Su paso por el mundo del herraje fue sonado - si bien algo breve.

Una mañana llegó a la finca de unos conocidos, recién terminado el curso de herrador y adquirido el cajón de las sólidas herramientas del oficio. Desde lejos vimos cómo se preparaba la operación al modo usual, se sacaban los caballos a la calle, se cepillaban y se dejaban sujetos con el ramal frente a la cuadra.

Cuando regresamos por la tarde, los caballos seguían allí.

- Debe de ser un herrador concienzudo - comentó alguien.

Pero la conciencia debía de ser minuciosa hasta el paroxismo, porque a la mañana siguiente, y aún a la otra, los animales continuaban en la misma postura, inmóviles y hartos frente al muro del guadarnés.
____
** QUÉ SE PIDE **
Imprime tal cual el fragmento del texto sobre el herrador que va desde "Su paso por" hasta "caballos seguían allí.", ambos incluidos.
____
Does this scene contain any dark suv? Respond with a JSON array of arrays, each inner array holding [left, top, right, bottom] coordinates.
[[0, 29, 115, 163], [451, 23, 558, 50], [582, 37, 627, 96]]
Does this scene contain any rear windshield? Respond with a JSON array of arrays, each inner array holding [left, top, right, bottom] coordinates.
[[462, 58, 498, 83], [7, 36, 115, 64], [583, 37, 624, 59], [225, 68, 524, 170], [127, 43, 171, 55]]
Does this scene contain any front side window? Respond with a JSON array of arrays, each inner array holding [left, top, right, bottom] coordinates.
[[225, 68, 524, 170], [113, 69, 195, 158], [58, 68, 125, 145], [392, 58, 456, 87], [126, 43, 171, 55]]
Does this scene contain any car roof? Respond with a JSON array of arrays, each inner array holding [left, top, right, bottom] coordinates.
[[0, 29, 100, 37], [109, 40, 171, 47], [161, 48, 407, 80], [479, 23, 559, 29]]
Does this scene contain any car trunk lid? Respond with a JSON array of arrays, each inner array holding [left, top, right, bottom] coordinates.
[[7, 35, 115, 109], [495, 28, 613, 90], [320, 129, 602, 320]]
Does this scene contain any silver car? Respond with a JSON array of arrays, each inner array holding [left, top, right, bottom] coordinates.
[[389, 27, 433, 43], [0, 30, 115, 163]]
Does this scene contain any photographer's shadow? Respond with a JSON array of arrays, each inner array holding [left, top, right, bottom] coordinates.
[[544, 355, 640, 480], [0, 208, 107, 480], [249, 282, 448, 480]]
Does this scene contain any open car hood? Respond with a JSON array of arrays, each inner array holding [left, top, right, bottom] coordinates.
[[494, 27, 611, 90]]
____
** RESPUESTA ESPERADA **
Su paso por el mundo del herraje fue sonado - si bien algo breve.

Una mañana llegó a la finca de unos conocidos, recién terminado el curso de herrador y adquirido el cajón de las sólidas herramientas del oficio. Desde lejos vimos cómo se preparaba la operación al modo usual, se sacaban los caballos a la calle, se cepillaban y se dejaban sujetos con el ramal frente a la cuadra.

Cuando regresamos por la tarde, los caballos seguían allí.